WHAT THIS TASK INVOLVES: Copy out each line below that contains the string "ymin". Case counts.

* BEGIN *

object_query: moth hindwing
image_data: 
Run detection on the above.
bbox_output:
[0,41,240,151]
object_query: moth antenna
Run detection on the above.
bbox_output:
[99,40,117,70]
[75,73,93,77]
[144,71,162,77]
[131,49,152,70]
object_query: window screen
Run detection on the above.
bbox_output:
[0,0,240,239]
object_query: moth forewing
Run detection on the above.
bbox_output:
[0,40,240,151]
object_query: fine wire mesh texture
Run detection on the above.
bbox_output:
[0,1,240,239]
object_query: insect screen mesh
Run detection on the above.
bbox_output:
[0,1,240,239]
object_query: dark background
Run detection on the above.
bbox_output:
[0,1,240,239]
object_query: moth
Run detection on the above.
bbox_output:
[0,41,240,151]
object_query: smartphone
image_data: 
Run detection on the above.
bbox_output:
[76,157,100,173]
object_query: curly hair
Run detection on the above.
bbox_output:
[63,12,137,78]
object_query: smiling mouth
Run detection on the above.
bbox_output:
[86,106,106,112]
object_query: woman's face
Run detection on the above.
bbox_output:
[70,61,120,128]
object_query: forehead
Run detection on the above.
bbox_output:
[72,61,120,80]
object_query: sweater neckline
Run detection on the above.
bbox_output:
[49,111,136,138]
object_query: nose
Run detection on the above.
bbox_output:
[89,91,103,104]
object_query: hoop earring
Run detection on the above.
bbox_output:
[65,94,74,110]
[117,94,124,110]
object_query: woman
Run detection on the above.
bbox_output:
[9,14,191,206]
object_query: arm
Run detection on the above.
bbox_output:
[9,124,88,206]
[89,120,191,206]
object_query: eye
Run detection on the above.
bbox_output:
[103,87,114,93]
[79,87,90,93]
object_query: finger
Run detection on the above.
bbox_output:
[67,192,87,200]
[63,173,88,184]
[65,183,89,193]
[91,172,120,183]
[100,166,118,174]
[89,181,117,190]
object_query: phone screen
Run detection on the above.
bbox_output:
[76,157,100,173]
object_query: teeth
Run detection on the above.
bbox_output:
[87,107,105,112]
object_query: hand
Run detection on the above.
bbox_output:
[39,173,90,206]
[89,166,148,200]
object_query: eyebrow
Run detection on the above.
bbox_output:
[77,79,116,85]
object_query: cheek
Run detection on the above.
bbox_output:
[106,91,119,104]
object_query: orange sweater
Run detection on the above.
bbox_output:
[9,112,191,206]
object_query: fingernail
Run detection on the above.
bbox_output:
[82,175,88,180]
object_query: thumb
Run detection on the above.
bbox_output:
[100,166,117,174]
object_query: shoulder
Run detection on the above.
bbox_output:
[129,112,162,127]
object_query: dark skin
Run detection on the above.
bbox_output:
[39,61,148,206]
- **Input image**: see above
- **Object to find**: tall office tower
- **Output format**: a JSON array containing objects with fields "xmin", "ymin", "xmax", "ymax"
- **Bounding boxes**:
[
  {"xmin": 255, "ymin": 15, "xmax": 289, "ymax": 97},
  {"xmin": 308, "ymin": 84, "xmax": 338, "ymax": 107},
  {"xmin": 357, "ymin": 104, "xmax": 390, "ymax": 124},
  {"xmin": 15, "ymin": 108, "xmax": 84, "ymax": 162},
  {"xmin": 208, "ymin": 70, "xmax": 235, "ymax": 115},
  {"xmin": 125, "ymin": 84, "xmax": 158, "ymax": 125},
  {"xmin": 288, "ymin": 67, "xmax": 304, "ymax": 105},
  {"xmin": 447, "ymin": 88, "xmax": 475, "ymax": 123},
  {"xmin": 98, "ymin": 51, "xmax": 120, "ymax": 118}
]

* END *

ANSWER FOR THIS EXERCISE:
- **Output format**: a JSON array containing objects with fields "xmin", "ymin", "xmax", "ymax"
  {"xmin": 255, "ymin": 15, "xmax": 289, "ymax": 97},
  {"xmin": 308, "ymin": 84, "xmax": 338, "ymax": 107},
  {"xmin": 357, "ymin": 104, "xmax": 390, "ymax": 124},
  {"xmin": 15, "ymin": 108, "xmax": 84, "ymax": 162},
  {"xmin": 208, "ymin": 70, "xmax": 235, "ymax": 115},
  {"xmin": 125, "ymin": 84, "xmax": 158, "ymax": 125},
  {"xmin": 288, "ymin": 67, "xmax": 304, "ymax": 105},
  {"xmin": 447, "ymin": 88, "xmax": 475, "ymax": 123},
  {"xmin": 98, "ymin": 51, "xmax": 120, "ymax": 118}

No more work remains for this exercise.